**Task directions:** Every line of the listing must be reproduced as it stands. Leave the images behind.

- - -

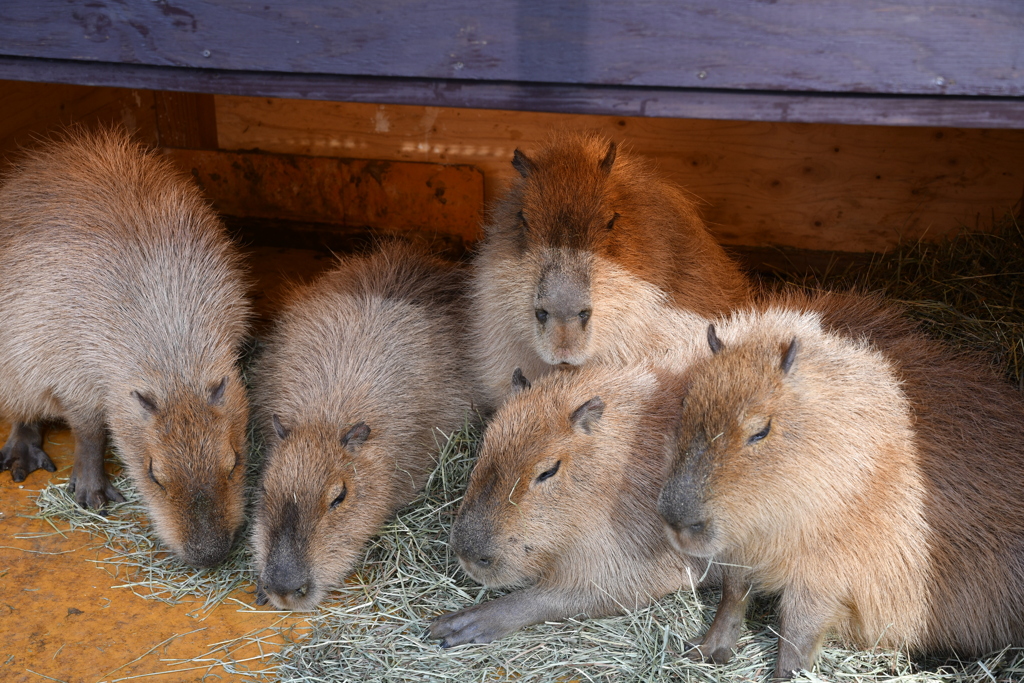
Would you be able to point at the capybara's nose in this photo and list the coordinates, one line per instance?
(209, 552)
(287, 584)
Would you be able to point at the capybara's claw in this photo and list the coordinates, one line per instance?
(23, 459)
(473, 625)
(96, 496)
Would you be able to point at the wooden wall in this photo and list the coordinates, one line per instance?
(805, 185)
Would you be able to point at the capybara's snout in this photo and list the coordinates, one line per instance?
(472, 541)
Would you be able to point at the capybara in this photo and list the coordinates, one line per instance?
(587, 246)
(832, 454)
(363, 377)
(561, 503)
(123, 305)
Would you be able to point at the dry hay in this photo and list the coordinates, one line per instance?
(374, 629)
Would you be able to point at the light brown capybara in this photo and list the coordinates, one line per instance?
(562, 502)
(585, 250)
(123, 306)
(363, 377)
(832, 454)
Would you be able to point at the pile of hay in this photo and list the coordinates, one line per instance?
(967, 291)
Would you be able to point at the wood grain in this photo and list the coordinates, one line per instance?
(34, 110)
(185, 120)
(930, 47)
(812, 186)
(386, 196)
(972, 112)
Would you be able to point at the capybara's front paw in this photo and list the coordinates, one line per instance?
(23, 458)
(480, 624)
(94, 495)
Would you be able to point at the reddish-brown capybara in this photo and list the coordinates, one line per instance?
(586, 249)
(561, 504)
(123, 307)
(363, 378)
(832, 454)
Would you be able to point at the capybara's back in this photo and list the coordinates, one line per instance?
(361, 379)
(969, 433)
(561, 503)
(868, 474)
(122, 303)
(587, 246)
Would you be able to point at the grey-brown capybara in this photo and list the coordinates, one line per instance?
(123, 306)
(363, 377)
(832, 454)
(585, 250)
(561, 504)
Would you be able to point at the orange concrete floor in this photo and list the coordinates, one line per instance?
(61, 619)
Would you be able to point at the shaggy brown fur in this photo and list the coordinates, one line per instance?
(562, 502)
(122, 303)
(867, 474)
(361, 378)
(582, 253)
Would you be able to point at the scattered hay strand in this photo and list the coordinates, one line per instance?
(967, 290)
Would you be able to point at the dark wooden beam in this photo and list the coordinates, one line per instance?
(896, 47)
(947, 111)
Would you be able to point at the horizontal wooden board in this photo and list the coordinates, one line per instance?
(31, 111)
(931, 47)
(972, 112)
(385, 195)
(813, 186)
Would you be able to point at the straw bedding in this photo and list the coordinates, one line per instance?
(969, 291)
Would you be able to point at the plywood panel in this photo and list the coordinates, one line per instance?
(808, 185)
(930, 47)
(31, 110)
(185, 120)
(841, 108)
(380, 195)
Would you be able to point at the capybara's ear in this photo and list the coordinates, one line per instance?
(588, 415)
(278, 427)
(790, 355)
(217, 392)
(519, 381)
(355, 436)
(521, 163)
(713, 340)
(608, 160)
(144, 401)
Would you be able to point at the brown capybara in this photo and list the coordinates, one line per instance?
(561, 503)
(361, 379)
(832, 454)
(123, 305)
(585, 249)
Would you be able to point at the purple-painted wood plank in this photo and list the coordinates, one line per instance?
(930, 47)
(608, 100)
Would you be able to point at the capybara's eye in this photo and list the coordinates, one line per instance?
(547, 474)
(154, 477)
(761, 434)
(341, 497)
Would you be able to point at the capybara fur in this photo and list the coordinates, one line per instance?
(586, 247)
(562, 502)
(361, 379)
(873, 478)
(123, 304)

- - -

**Solution below:**
Would you be able to point at the capybara's nose in this photo and list the coordinates, one line per instance?
(209, 552)
(287, 584)
Would you be able to point at the capybara's claw in this photo and list the coordinates, one line per instance?
(23, 459)
(473, 625)
(96, 496)
Would you be able to point at the wooden wall in this photo and list the coordinates, one line per instance?
(805, 185)
Would you be able to point at the capybara's snout in this photo and list the coordinates, one line per instance?
(472, 541)
Would you be able to point at the capybara in this photo and list the coordinates, one line per instance?
(587, 246)
(832, 454)
(363, 377)
(561, 503)
(123, 305)
Would you be able to point at the dry hay in this photo and list the coordinates, one line per instance?
(374, 629)
Would you be able to point at the light brown capybara in this photo and list the coordinates, one line per instance?
(562, 502)
(585, 250)
(123, 306)
(363, 377)
(832, 454)
Would you be able to point at the pile of hay in this photo and list the coordinates, one line per instance?
(967, 291)
Would you be able to point at the wood grain in this photo and list the coordinates, one line per instance?
(34, 110)
(185, 120)
(930, 47)
(812, 186)
(386, 196)
(972, 112)
Would you be able to point at the capybara's front paw in this photo and list the coordinates, one line per instance?
(23, 458)
(480, 624)
(94, 495)
Would you be able to point at the reddish-brown capybara in this photo and list the coordinates, one line per instance?
(586, 249)
(561, 504)
(123, 307)
(363, 378)
(832, 454)
Would you be able to point at the capybara's back in this photo and list the coordinates, one line per instance?
(361, 379)
(969, 433)
(561, 503)
(868, 474)
(122, 303)
(587, 246)
Would you be able to point at the grey-brown capybara in this photo and list the coordinates, one line per instance?
(123, 306)
(363, 377)
(832, 454)
(585, 250)
(561, 504)
Would you be able to point at the orange concrete floor in this photo and list the coordinates, one line per instance?
(61, 619)
Would you be able to point at the shaggy brown fur in this photo and list the coordinates, one line per instance?
(562, 502)
(122, 303)
(867, 474)
(361, 378)
(582, 253)
Would you be able to point at the scattered hay strand in this photo and list the coordinates, one line per instance?
(967, 290)
Would you be able to point at the dark wooden beam in this photo and list the coordinates, one line per instance?
(896, 47)
(947, 111)
Would you be able to point at the horizontal wooden board in this photo and list the coordinates, one line per instance?
(31, 111)
(931, 47)
(972, 112)
(385, 195)
(813, 186)
Would you be able to point at the straw bedding in this photo and list the coordinates, one line per instance?
(969, 291)
Would you be able to point at the plywood panel in this photo and list the coordinates, one line per instance?
(808, 185)
(930, 47)
(31, 110)
(185, 120)
(841, 108)
(380, 195)
Would you be able to point at the capybara's ear in this photo and list the coordinates, one line per instance?
(588, 415)
(278, 427)
(790, 355)
(217, 392)
(519, 381)
(355, 436)
(521, 163)
(713, 340)
(608, 160)
(144, 401)
Would you be able to point at the brown capybara in this photo and list the coordinates, one line per instance?
(561, 503)
(361, 379)
(832, 454)
(123, 305)
(585, 249)
Would you be able to point at the purple-painted wood plank in this photo and list the coordinates, one line per instance?
(930, 47)
(608, 100)
Would you be able to point at the capybara's eye in this photo and list the coordinates, one line per instance?
(547, 474)
(154, 477)
(761, 434)
(341, 497)
Would you be able to point at the capybara fur in this photo and list the coordinates, one line per instance?
(586, 247)
(562, 502)
(361, 379)
(873, 478)
(123, 304)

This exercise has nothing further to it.